Consegna 1:
Per ciascuna affermazione indica se concorda con il testo estratto (sì o no) e riporta tra virgolette le parole del testo che lo decidono. (a) Il fenomeno descritto è stato osservato per la prima volta nel 1991. (b) Il test è stato sottoposto a 300 medici. (c) Il testo attribuisce il problema a cattiveria gratuita.
Consegna 2:
Traduci in inglese questa frase del testo estratto: "I soggetti di ricerca medica tendevano, fino a non molto tempo fa (adesso si cerca di differenziare), a essere giovani uomini bianchi."
Consegna 3:
Trasforma in un elenco puntato il paragrafo del testo estratto che inizia con "Nel corso della ricerca Women With Pain", conservandone i fatti principali.

Testo estratto:

Nel corso della ricerca Women With Pain è emerso che per le donne che soffrono di dolore cronico è più probabile ricevere una diagnosi di disturbo psicosomatico, e quindi una terapia (inutile) basata sugli psicofarmaci. Secondo il New England Journal of Medicine, lo stesso capita anche alle donne malate di cancro. A 300 infermiere è stato sottoposto un test in cui dovevano osservare delle tipologie di pazienti in alcune vignette, provando a stimare il tempo che avrebbero dedicato nella realtà a ciascuno di loro. Tra pazienti con uguali sintomi e pregressi medici, alle donne veniva stimato quasi sempre un tempo notevolmente minore.

Per quale motivo succedo questo? Non si tratta di cattiveria gratuita, ovviamente, ma del protrarsi di alcune falle nel sistema della ricerca nel corso degli anni. I soggetti di ricerca medica tendevano, fino a non molto tempo fa (adesso si cerca di differenziare), a essere giovani uomini bianchi. Il problema, però, è che molte malattie si manifestano con sintomi diversi tra le donne, che non vedono riconoscere il proprio dolore finché non “dimostrano di soffrire come un uomo” Questo fenomeno è stato osservato per la prima volta nel 1991 dalla cardiologa Bernardine Healy, che l’ha battezzato Yentl Syndrome.

Dati in esame:
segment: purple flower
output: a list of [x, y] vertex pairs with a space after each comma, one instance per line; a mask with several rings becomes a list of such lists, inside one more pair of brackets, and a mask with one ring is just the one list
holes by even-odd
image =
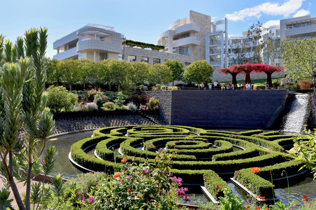
[[191, 199], [190, 199], [190, 198], [189, 197], [186, 195], [185, 195], [185, 198], [184, 199], [184, 200], [185, 201], [190, 201], [191, 200]]
[[95, 201], [94, 200], [94, 199], [93, 198], [89, 198], [89, 202], [90, 203], [92, 203]]

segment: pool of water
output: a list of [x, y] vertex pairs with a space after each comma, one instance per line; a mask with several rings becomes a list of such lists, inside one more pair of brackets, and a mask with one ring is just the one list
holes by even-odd
[[71, 145], [79, 140], [90, 137], [93, 133], [92, 131], [78, 132], [58, 136], [56, 137], [58, 139], [55, 141], [46, 141], [44, 151], [51, 145], [55, 146], [56, 151], [58, 153], [54, 169], [50, 175], [60, 173], [62, 174], [64, 178], [69, 179], [76, 177], [77, 174], [83, 173], [72, 165], [69, 160], [68, 155], [70, 152]]

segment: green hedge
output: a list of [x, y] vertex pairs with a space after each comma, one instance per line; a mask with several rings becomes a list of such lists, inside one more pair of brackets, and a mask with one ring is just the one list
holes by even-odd
[[300, 163], [287, 161], [260, 168], [256, 173], [251, 172], [251, 168], [244, 169], [235, 172], [234, 178], [258, 196], [271, 198], [273, 195], [271, 188], [274, 185], [267, 180], [271, 179], [270, 171], [272, 178], [277, 178], [281, 177], [283, 170], [288, 176], [297, 173], [301, 166]]

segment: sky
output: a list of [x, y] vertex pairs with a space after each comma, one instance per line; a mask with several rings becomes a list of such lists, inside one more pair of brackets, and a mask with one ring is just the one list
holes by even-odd
[[265, 27], [280, 19], [310, 15], [316, 17], [315, 0], [1, 0], [0, 34], [14, 42], [32, 27], [46, 27], [46, 56], [57, 53], [53, 43], [88, 23], [114, 27], [128, 39], [157, 44], [160, 34], [193, 10], [211, 21], [228, 19], [229, 36], [241, 35], [258, 20]]

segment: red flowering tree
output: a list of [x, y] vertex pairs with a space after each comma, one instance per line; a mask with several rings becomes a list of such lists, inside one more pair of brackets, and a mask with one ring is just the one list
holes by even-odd
[[232, 85], [234, 85], [236, 87], [237, 86], [237, 80], [236, 79], [236, 76], [241, 72], [240, 70], [240, 68], [237, 67], [239, 65], [234, 65], [228, 68], [221, 68], [218, 70], [219, 73], [223, 74], [230, 74], [233, 78], [232, 79]]
[[267, 64], [256, 64], [257, 66], [257, 68], [260, 72], [264, 72], [267, 74], [267, 80], [269, 83], [269, 87], [272, 87], [272, 79], [271, 79], [271, 75], [274, 72], [283, 72], [284, 71], [284, 68], [281, 66], [271, 66]]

Risposta scritta 1:
(a) Sì: "Questo fenomeno è stato osservato per la prima volta nel 1991 dalla cardiologa Bernardine Healy"
(b) No: "A 300 infermiere è stato sottoposto un test"
(c) No: "Non si tratta di cattiveria gratuita, ovviamente"

Risposta scritta 2:
Until not long ago (efforts are now made to diversify), the subjects of medical research tended to be young white men.

Risposta scritta 3:
- La ricerca Women With Pain ha rilevato che le donne con dolore cronico ricevono più probabilmente una diagnosi di disturbo psicosomatico. Di conseguenza ricevono anche una terapia (inutile) basata sugli psicofarmaci.
- Secondo il New England Journal of Medicine, lo stesso capita alle donne malate di cancro.
- In un test, 300 infermiere hanno osservato tipologie di pazienti in alcune vignette. Hanno stimato il tempo che avrebbero dedicato a ciascuno nella realtà.
- A parità di sintomi e pregressi medici, alle donne veniva stimato quasi sempre un tempo notevolmente minore.